TASK DETAILS:
A verbatim transcription of the listing below is required, without its pictures.

SUPPLIED MATERIAL:
>>>>>

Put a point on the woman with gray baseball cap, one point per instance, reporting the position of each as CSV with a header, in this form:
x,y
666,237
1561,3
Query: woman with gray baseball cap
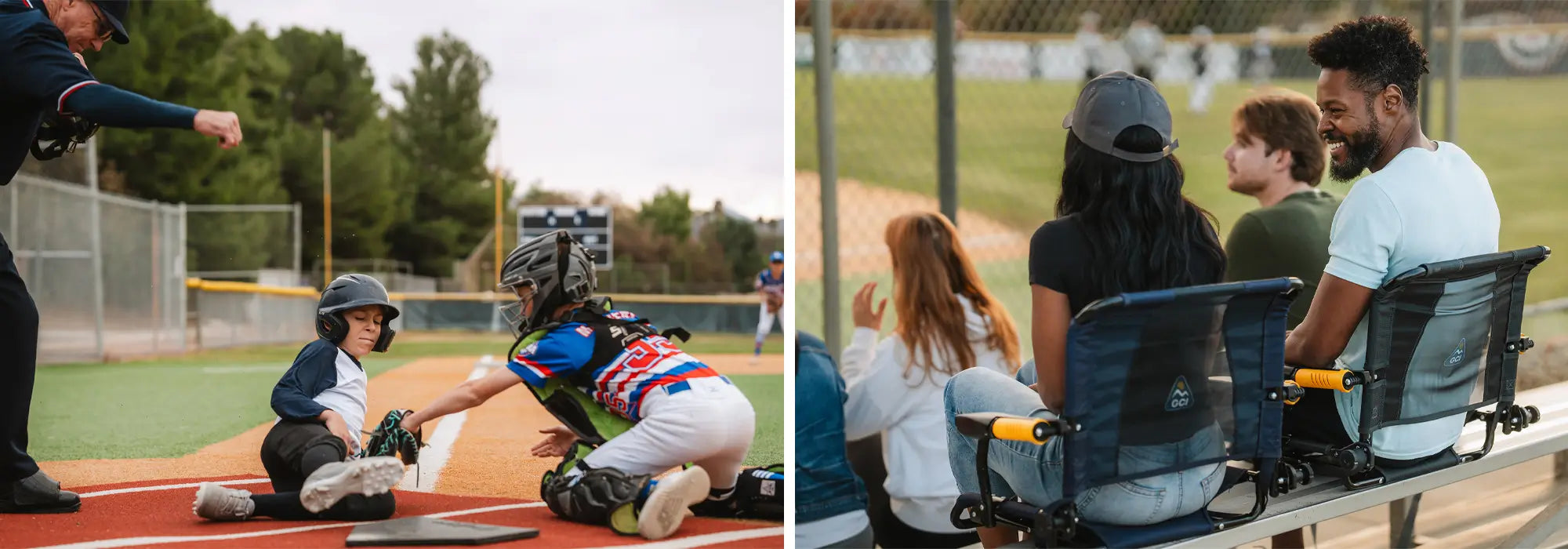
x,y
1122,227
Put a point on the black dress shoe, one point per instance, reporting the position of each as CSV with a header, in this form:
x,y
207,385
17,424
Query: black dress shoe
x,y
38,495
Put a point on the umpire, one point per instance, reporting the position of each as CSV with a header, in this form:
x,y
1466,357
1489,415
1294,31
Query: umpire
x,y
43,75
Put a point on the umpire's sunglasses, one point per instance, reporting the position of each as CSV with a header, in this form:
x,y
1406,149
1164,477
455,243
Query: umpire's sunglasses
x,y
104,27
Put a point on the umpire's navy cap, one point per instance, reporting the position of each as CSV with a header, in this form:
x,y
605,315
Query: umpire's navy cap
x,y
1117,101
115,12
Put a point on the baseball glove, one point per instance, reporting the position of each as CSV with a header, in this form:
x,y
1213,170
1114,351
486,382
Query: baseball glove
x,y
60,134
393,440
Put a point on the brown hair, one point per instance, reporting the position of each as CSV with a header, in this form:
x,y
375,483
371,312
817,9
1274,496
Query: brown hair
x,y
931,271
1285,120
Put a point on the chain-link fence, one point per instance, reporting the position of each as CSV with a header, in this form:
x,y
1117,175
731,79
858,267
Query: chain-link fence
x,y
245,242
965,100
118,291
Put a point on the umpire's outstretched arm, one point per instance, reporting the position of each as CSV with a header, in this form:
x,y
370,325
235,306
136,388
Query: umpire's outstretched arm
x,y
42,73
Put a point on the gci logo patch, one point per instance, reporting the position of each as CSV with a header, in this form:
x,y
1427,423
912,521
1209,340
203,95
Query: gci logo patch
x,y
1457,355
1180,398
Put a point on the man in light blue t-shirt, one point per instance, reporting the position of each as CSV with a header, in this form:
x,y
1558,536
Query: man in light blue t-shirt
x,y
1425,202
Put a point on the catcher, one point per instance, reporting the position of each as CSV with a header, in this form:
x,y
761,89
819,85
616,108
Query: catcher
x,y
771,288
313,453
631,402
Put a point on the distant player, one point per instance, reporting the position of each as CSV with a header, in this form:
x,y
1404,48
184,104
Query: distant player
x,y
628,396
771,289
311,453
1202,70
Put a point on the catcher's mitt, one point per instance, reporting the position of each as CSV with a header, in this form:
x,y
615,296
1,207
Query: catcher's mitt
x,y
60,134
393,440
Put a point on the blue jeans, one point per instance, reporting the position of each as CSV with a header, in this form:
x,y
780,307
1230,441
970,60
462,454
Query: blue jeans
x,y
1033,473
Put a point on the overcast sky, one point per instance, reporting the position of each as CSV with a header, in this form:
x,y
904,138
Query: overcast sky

<<<<<

SOLUTION TO THIS PROBLEM:
Put a point on the woman with gray baseball cap, one point per instance, reporting the position of each as CSV with a header, in this form:
x,y
666,237
1561,3
Query: woman with gray baseball cap
x,y
1122,227
Put a point on the black dress shoe, one point per instance, reporting the position of each as CSV with a header, in this form:
x,y
207,385
17,424
Query: black dress shoe
x,y
38,495
Put a point on the umpire, one point per instance, reporting the position of each as CSV with a header, in this form:
x,y
1466,357
1489,415
1294,31
Query: umpire
x,y
43,75
Put a point on the umpire's sunglasses, one point per instance, reporting the position of each as CSV with a header, in this form:
x,y
1406,149
1164,477
455,243
Query: umpire's sunglasses
x,y
104,27
Put a point on the umpire's navy cap, one point per instance, reporting the position of each as CSV with a header, in this form:
x,y
605,315
Query: umpire's navy cap
x,y
1117,101
115,12
Put a point on the baseball glove, one point per instance, reporting the position of each as CSV with a header, in this form:
x,y
1213,170
1114,351
486,382
Query: baseball glove
x,y
60,134
393,440
Put a point on the brown hair, one point per instance, reporting the position of each as CSV with a header, in this form:
x,y
375,483
371,312
817,9
1274,496
Query: brown hair
x,y
931,271
1285,120
Put a point on the chain-link fence, one point per instance, reporting the position of each as CSV with a header, in this form:
x,y
1117,175
731,79
858,267
Query: chain-link fence
x,y
245,242
965,100
118,291
Put a point on the umpire's outstretched arm, one point per instance, reporting the position of each as CSV with a header, in this form:
x,y
370,325
235,306
136,388
Query: umpire's outstretched arm
x,y
42,73
Put a point on the gci logo patch, one point per instance, reporting the position of each as CSV with a header, in this form:
x,y
1427,423
912,521
1209,340
203,95
Query: gci logo patch
x,y
1457,355
1180,398
Put a point on the man in light blue t-shirt, one point per instance, reporting the position of each as CSV with a header, in this form:
x,y
1558,536
Query: man in light blue t-shirt
x,y
1425,202
Put a point on the catcher, one point per instance, reporting the position of each as CSV with a header, in this form:
x,y
761,89
819,85
616,108
Query: catcher
x,y
771,288
313,453
631,402
Put a point on the distant player, one point per instance, reporting the position of each as CSV with a header, in this form:
x,y
1404,48
184,104
Query: distant player
x,y
628,396
771,289
311,453
1202,70
Put a point on the catcher's mitt, one point per instance, reporting the position of each as CSV with a header, in this form:
x,y
615,296
1,207
Query: catcher's mitt
x,y
60,134
393,440
Put a point on the blue jeans, one point per instance, reporting the position of each as CSV with a header, in this form:
x,y
780,307
1230,441
970,60
462,454
Query: blue jeans
x,y
1033,473
Put a point on the overcast sky, one point per instance, reporting the position of each as CSV with a header, in this form:
x,y
904,138
Query: overcast sky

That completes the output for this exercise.